What to work on
Render the material from the line with "For each instance of the parted" to the line with "For each instance of the white teeth, drop" as a Markdown table with the columns Row and Line. Number each row and leave out blank lines.

Provided material
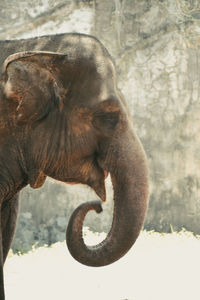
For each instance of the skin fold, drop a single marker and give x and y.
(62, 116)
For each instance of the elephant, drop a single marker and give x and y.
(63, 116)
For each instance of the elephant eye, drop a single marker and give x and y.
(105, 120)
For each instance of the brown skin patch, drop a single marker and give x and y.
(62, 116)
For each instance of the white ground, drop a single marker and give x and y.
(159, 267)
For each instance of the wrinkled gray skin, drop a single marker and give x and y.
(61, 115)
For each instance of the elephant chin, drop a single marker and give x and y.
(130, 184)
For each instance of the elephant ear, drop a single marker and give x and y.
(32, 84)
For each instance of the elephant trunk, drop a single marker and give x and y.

* * *

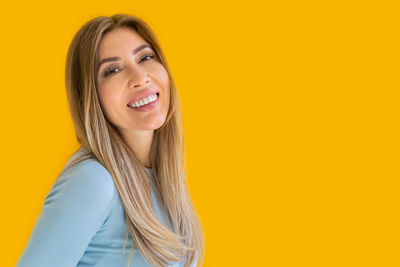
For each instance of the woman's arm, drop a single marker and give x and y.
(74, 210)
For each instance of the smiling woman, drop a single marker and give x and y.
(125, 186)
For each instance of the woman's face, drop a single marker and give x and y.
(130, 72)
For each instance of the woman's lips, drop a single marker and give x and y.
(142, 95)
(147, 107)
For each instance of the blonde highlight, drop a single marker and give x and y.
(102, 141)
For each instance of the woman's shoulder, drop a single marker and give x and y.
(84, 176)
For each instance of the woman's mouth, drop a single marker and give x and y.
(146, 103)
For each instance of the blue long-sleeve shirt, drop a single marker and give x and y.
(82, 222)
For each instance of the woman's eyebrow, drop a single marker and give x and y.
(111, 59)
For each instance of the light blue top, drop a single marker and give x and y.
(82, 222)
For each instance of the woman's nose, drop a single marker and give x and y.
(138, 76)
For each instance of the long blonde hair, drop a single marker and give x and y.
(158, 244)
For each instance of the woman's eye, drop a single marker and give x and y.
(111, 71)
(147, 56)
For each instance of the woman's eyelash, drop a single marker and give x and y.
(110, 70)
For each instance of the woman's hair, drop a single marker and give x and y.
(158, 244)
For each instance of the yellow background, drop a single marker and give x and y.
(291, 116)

==

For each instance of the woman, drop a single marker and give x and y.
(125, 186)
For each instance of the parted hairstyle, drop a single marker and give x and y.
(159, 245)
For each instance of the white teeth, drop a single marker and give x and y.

Result
| Row | Line |
|---|---|
| 1 | For each instance of the parted hairstyle, drop a single marker and give x and y. |
| 2 | (159, 245) |
| 3 | For each instance of the white teeth, drop a single marker and give x and y. |